Les 156

(5 juni)

Ik ga met God in volmaakte heiligheid.

1. Het idee van vandaag stelt slechts de eenvoudige waarheid vast die de gedachte aan zonde onmogelijk maakt. Het belooft dat schuld geen oorzaak heeft, en daarom niet bestaat. Dit volgt stellig uit de basisgedachte die in het tekstboek zo vaak wordt vermeld: ideeën verlaten niet hun bron. Als dit waar is, hoe kun jij dan los van God staan? Hoe zou jij, alleen en gescheiden van jouw Bron, door de wereld kunnen gaan?

 

2. We zijn niet inconsequent in de gedachten die we in ons leerplan presenteren. De waarheid moet door en door waar zijn, wil ze waar zijn. Ze kan zichzelf niet tegenspreken, noch in bepaalde delen onzeker en in andere zeker zijn. Jij kunt niet los van God door de wereld gaan, omdat jij zonder Hem niet kunt bestaan. Hij is dat wat jouw leven is. Waar jij bent, is Hij. Er is één leven. Dat leven deel jij met Hem. Niets kan losstaan van Hem en desondanks leven.

 

3. Maar waar Hij is, moet zowel heiligheid als leven zijn. Er is geen eigenschap van Hem die niet wordt gedeeld door alles wat leeft. Wat leeft is heilig zoals Hijzelf, want wat Zijn leven deelt, maakt deel uit van Heiligheid en kan net zomin zondig zijn als de zon kan besluiten van ijs te zijn, de zee kan kiezen los van water te bestaan, of het gras te groeien met zijn wortels zwevend in de lucht.

 

4. Er is een licht in jou dat niet kan doven, waarvan de aanwezigheid zo heilig is dat de wereld wordt geheiligd vanwege jou. Al wat leeft brengt jou geschenken en legt ze in dankbaarheid en vreugde aan je voeten neer. De geur van bloemen is hun geschenk aan jou. De golven buigen zich voor je, en de bomen strekken hun armen uit om je tegen de hitte te beschutten en leggen hun bladeren vóór je op de grond opdat je op een zacht tapijt zult wandelen, terwijl de wind zakt tot een gefluister rond jouw heilig hoofd.

VERSTREKTE GEGEVENS
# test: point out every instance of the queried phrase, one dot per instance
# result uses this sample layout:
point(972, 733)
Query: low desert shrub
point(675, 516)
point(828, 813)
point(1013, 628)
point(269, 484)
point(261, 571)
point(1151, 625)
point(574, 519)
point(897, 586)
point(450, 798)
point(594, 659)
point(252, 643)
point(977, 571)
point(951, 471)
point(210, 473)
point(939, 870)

OPDRACHT
Neem uit de les over heiligheid het stuk van "3. Maar waar" tot en met "in de lucht." opnieuw over en vervang daarin "ijs" door "steen".

ANTWOORD
3. Maar waar Hij is, moet zowel heiligheid als leven zijn. Er is geen eigenschap van Hem die niet wordt gedeeld door alles wat leeft. Wat leeft is heilig zoals Hijzelf, want wat Zijn leven deelt, maakt deel uit van Heiligheid en kan net zomin zondig zijn als de zon kan besluiten van steen te zijn, de zee kan kiezen los van water te bestaan, of het gras te groeien met zijn wortels zwevend in de lucht.